> Reading passage
◇ ◇ ◇ ◇
An independent Charedi school has earned a good rating from Ofsted, for the second time within a week.
After the success of Talmud Torah Tiferes Shlomo school for boys in Hendon, Beis Malka for girls in Stamford Hill has retained its good status from three years ago.
While most of Beis Malka’s 583 girls aged from two to 16 started school speaking only Yiddish, they “got better and better” at English as they moved through the school, reflecting the emphasis on “teaching pupils to read English fluently,” Ofsted noted.
The ambitious and well-planned curriculum, which included science, history and geography, enabled pupils to reach “high standards” at GCSE.
Visits to the Royal Courts and Parliament helped promote British values, while a drama production achieved “impressive” results.
Ofsted noted that the school - which is associated with the Belz Chasidim - was taking more pupils than its official maximum of 500.
◇ ◇ ◇ ◇
> Information supplied
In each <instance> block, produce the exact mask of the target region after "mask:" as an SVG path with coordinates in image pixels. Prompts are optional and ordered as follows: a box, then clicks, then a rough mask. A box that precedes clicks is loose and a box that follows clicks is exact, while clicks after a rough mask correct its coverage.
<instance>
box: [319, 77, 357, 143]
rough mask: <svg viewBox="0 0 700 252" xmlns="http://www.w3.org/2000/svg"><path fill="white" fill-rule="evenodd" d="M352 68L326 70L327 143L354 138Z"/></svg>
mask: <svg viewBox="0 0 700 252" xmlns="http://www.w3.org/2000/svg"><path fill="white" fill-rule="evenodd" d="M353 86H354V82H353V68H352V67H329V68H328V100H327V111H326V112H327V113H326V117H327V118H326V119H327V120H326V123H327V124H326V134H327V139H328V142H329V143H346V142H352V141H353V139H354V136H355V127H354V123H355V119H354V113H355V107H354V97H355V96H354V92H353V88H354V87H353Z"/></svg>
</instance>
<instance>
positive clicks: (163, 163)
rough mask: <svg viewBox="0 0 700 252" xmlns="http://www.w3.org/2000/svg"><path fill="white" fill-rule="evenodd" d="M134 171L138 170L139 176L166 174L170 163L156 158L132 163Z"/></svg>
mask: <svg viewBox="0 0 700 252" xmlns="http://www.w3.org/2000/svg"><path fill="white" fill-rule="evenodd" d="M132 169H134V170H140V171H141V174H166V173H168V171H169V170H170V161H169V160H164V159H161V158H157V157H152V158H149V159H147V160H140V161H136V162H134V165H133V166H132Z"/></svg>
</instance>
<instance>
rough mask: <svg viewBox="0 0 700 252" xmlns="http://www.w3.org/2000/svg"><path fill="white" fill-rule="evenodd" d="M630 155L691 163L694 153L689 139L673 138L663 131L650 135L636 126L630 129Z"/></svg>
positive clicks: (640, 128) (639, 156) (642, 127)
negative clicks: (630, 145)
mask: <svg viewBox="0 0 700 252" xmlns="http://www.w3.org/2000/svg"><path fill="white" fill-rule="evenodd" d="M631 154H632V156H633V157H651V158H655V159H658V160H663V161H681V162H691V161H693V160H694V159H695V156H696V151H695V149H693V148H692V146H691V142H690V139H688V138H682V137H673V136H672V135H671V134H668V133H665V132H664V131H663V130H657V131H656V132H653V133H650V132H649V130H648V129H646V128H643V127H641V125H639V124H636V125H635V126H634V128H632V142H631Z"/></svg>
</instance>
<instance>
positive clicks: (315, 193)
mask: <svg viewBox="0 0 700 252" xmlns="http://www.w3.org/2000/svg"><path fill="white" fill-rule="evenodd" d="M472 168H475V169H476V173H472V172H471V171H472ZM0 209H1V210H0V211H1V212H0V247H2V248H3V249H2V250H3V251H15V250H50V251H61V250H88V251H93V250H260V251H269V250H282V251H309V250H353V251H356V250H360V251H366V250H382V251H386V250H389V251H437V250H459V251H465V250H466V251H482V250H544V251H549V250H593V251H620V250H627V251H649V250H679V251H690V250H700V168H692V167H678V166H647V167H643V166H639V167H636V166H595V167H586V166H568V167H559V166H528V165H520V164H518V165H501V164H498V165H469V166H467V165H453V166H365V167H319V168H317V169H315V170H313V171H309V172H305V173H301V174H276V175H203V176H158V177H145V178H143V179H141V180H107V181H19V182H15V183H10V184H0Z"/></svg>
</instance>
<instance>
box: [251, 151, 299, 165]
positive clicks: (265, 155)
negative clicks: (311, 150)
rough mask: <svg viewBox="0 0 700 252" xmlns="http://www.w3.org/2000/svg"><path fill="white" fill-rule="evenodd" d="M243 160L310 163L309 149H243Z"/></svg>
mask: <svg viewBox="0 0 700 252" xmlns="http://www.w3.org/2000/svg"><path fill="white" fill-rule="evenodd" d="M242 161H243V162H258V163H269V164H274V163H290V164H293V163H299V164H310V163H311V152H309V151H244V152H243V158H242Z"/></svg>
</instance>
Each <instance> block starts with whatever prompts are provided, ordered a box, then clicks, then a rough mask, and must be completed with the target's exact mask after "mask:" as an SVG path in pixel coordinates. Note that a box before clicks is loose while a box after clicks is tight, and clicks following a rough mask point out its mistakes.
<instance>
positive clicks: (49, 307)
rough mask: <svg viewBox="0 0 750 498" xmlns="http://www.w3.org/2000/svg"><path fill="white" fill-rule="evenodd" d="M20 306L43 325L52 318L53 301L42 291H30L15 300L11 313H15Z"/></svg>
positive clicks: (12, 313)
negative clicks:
◇ ◇ ◇ ◇
> Instructions to follow
In the article on the Beis Malka Ofsted rating, do these statements agree with the text? Answer yes or no for each, and quote the words that decide it.
(a) Beis Malka kept the good status it had three years earlier.
(b) The girls at Beis Malka are aged from five to 16.
(c) Beis Malka had fewer pupils than its official maximum.

> Written answer
(a) Yes: "has retained its good status from three years ago."
(b) No: "583 girls aged from two to 16"
(c) No: "was taking more pupils than its official maximum of 500."